Work task: Go through the lines below and retype each one exactly.

Record set:
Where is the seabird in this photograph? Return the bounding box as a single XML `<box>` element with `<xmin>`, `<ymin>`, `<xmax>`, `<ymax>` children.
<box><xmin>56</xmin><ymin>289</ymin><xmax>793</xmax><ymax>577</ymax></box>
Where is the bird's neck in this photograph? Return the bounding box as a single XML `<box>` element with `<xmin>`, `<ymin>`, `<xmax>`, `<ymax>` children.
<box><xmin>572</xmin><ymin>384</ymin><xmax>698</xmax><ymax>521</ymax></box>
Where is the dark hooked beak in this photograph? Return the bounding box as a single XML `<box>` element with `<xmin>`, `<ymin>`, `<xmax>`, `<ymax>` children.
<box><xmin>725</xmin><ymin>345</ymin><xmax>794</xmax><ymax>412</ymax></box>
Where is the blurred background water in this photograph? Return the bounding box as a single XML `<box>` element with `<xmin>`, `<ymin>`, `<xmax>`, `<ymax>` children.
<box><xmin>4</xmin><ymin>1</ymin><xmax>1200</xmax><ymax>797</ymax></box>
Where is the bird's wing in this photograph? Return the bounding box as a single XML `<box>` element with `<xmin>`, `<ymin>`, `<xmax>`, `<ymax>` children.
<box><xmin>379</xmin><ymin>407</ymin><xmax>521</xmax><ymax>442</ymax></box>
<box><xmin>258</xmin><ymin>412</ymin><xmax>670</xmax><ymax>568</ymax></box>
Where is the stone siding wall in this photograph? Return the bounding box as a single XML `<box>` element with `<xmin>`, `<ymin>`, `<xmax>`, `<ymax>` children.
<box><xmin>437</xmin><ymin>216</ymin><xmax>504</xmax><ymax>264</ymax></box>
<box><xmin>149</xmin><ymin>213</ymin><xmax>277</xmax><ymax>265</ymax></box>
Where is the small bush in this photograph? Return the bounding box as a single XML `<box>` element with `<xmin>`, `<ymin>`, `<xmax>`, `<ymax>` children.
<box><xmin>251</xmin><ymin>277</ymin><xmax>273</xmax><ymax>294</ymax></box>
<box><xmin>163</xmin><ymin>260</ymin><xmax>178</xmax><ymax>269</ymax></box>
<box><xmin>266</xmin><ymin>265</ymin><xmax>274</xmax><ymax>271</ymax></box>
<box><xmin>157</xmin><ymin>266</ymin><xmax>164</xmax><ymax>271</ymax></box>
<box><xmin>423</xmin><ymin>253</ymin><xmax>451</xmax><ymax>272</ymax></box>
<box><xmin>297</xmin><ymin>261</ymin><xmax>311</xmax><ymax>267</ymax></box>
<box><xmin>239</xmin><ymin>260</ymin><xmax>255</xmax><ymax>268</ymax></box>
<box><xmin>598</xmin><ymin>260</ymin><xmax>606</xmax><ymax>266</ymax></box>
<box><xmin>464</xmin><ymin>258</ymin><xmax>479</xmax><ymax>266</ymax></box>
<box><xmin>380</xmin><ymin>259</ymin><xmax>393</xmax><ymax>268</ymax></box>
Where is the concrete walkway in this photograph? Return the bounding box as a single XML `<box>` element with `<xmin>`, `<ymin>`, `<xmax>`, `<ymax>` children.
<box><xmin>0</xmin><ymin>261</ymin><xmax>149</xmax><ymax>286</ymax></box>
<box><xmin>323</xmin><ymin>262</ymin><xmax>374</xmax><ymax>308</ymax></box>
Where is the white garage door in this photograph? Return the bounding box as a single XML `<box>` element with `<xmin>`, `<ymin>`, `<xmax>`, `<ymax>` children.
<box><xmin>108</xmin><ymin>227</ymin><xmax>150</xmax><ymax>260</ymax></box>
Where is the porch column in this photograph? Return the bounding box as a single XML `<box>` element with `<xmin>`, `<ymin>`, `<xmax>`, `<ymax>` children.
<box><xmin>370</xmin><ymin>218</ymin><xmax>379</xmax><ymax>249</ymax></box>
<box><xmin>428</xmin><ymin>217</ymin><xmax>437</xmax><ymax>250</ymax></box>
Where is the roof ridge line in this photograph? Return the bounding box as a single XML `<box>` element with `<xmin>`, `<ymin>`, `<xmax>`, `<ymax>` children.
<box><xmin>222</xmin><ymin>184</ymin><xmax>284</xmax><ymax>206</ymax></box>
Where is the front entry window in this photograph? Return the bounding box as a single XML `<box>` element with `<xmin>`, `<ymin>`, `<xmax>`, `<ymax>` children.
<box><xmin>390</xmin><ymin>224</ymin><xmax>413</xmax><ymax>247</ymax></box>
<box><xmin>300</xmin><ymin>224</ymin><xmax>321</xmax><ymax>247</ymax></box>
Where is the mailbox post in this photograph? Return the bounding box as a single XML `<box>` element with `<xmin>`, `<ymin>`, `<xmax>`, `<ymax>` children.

Output for this exercise:
Where is the seabird in this photograph? Return the bounding box as a single XML `<box>` element with `<xmin>`, `<ymin>`, `<xmax>`, `<ymax>` children.
<box><xmin>56</xmin><ymin>289</ymin><xmax>793</xmax><ymax>577</ymax></box>
Where is the bird's neck in this photograph? Return the bounding box as a single XML `<box>` element with `<xmin>`, `<ymin>`, `<xmax>`, `<ymax>` children.
<box><xmin>572</xmin><ymin>384</ymin><xmax>698</xmax><ymax>521</ymax></box>
Where is the dark hooked beak in this photograph? Return the bounding box as a single XML `<box>` element with `<xmin>`, `<ymin>`, `<xmax>`, `<ymax>` children.
<box><xmin>725</xmin><ymin>345</ymin><xmax>794</xmax><ymax>412</ymax></box>
Where is the blurred background water in this photograph? Return the bounding box as a single XML `<box>` element with `<xmin>`, `<ymin>`, `<xmax>`, `<ymax>` children.
<box><xmin>4</xmin><ymin>1</ymin><xmax>1200</xmax><ymax>797</ymax></box>
Where is the bird's wing in this photograph? Return the bounding box as a single XML `<box>` element with `<xmin>`, `<ymin>`, `<xmax>`, `<ymax>` children.
<box><xmin>379</xmin><ymin>407</ymin><xmax>521</xmax><ymax>442</ymax></box>
<box><xmin>258</xmin><ymin>412</ymin><xmax>670</xmax><ymax>568</ymax></box>
Where is the stone siding wall in this photograph? Return the bounding box as a single XML `<box>` element with `<xmin>`, `<ymin>`, `<xmax>`, `<ymax>` children.
<box><xmin>437</xmin><ymin>216</ymin><xmax>504</xmax><ymax>264</ymax></box>
<box><xmin>149</xmin><ymin>213</ymin><xmax>277</xmax><ymax>265</ymax></box>
Where is the small bush in this photograph? Return the bounding box as a single XML `<box>` element with `<xmin>`, `<ymin>`, `<xmax>`, `<ymax>` children.
<box><xmin>251</xmin><ymin>277</ymin><xmax>273</xmax><ymax>294</ymax></box>
<box><xmin>163</xmin><ymin>260</ymin><xmax>178</xmax><ymax>269</ymax></box>
<box><xmin>266</xmin><ymin>265</ymin><xmax>274</xmax><ymax>271</ymax></box>
<box><xmin>157</xmin><ymin>266</ymin><xmax>164</xmax><ymax>271</ymax></box>
<box><xmin>423</xmin><ymin>253</ymin><xmax>451</xmax><ymax>272</ymax></box>
<box><xmin>297</xmin><ymin>261</ymin><xmax>311</xmax><ymax>267</ymax></box>
<box><xmin>239</xmin><ymin>260</ymin><xmax>255</xmax><ymax>268</ymax></box>
<box><xmin>598</xmin><ymin>260</ymin><xmax>606</xmax><ymax>266</ymax></box>
<box><xmin>464</xmin><ymin>258</ymin><xmax>479</xmax><ymax>266</ymax></box>
<box><xmin>380</xmin><ymin>259</ymin><xmax>393</xmax><ymax>268</ymax></box>
Where is the concrete walkway in this photograph? Return the bounding box as a single XML `<box>` element with `<xmin>`, `<ymin>`, `<xmax>`, `<ymax>` children.
<box><xmin>0</xmin><ymin>261</ymin><xmax>149</xmax><ymax>286</ymax></box>
<box><xmin>323</xmin><ymin>262</ymin><xmax>374</xmax><ymax>308</ymax></box>
Where is the white garage door in this photograph? Return the bounding box as a single XML `<box>` element with `<xmin>`, `<ymin>`, `<xmax>`, `<ymax>` children.
<box><xmin>108</xmin><ymin>227</ymin><xmax>150</xmax><ymax>260</ymax></box>
Where is the porch column in this photograph? Return the bounding box as a single XML `<box>` element with `<xmin>`, `<ymin>`, `<xmax>`, `<ymax>` children.
<box><xmin>370</xmin><ymin>218</ymin><xmax>379</xmax><ymax>249</ymax></box>
<box><xmin>428</xmin><ymin>217</ymin><xmax>437</xmax><ymax>250</ymax></box>
Where is the roof ridge line in this photograph? Return the bounding box as a single XML `<box>` element with `<xmin>`, `<ymin>`, `<xmax>`, `<ymax>` children.
<box><xmin>222</xmin><ymin>184</ymin><xmax>284</xmax><ymax>206</ymax></box>
Where is the front entry window in this photograph? Return the bounding box as a single XML `<box>` element with `<xmin>`, `<ymin>`, `<xmax>`, `<ymax>` children.
<box><xmin>390</xmin><ymin>224</ymin><xmax>413</xmax><ymax>247</ymax></box>
<box><xmin>300</xmin><ymin>224</ymin><xmax>321</xmax><ymax>247</ymax></box>
Where is the mailbox post in this photograph? Return the bounding box as a single XML `<box>` element with `<xmin>`, `<ymin>`, `<xmax>`, `<ymax>` children.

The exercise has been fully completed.